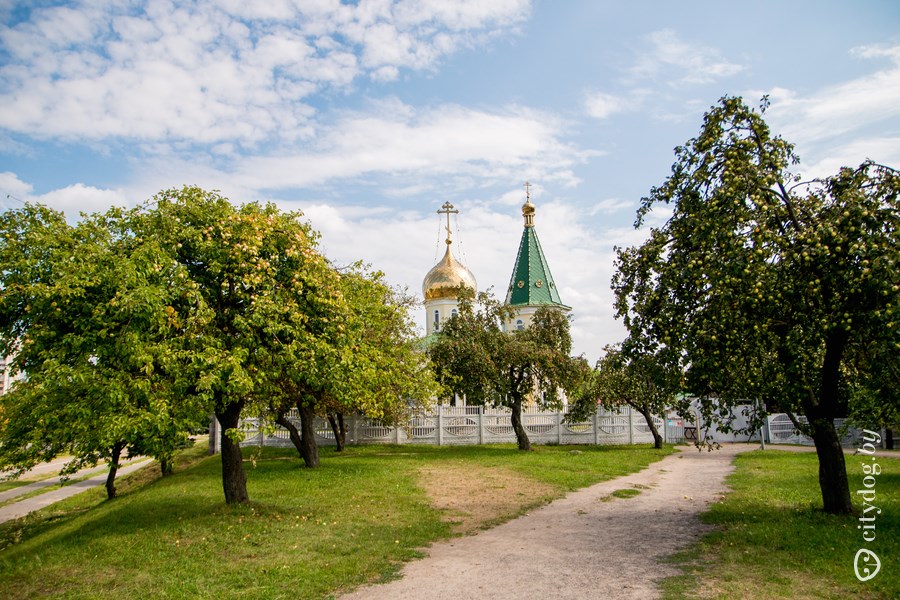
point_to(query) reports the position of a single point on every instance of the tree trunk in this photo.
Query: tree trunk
(516, 419)
(309, 450)
(657, 438)
(113, 468)
(821, 412)
(339, 428)
(234, 480)
(294, 434)
(832, 468)
(166, 465)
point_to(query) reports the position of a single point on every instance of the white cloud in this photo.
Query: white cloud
(212, 72)
(609, 206)
(601, 105)
(843, 124)
(444, 141)
(680, 62)
(72, 199)
(406, 246)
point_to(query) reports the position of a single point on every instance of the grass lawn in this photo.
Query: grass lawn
(306, 534)
(774, 541)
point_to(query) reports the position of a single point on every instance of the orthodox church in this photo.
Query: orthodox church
• • • • •
(WHAT THE EXERCISE ASKS) Every entry above is to be copied verbatim, with the pictures removed.

(RESULT)
point_to(query) reports the position of a single point on every instance of the tree trunk in this photo.
Query: tree trunk
(516, 419)
(309, 450)
(657, 438)
(113, 468)
(821, 412)
(339, 428)
(234, 480)
(294, 434)
(832, 468)
(166, 465)
point_to(query) reports the position of a single point on every instance of the white cloud in this photo.
Query: white cloud
(212, 72)
(609, 206)
(601, 105)
(843, 124)
(444, 141)
(680, 62)
(72, 199)
(406, 246)
point_to(query) reports the position of a single point on every instance of the grass lawn in this photo.
Query: grass lawn
(306, 534)
(774, 541)
point_to(query) reports the position of a single point on every instance of the orthodox church in this photo.
Query: orthodox church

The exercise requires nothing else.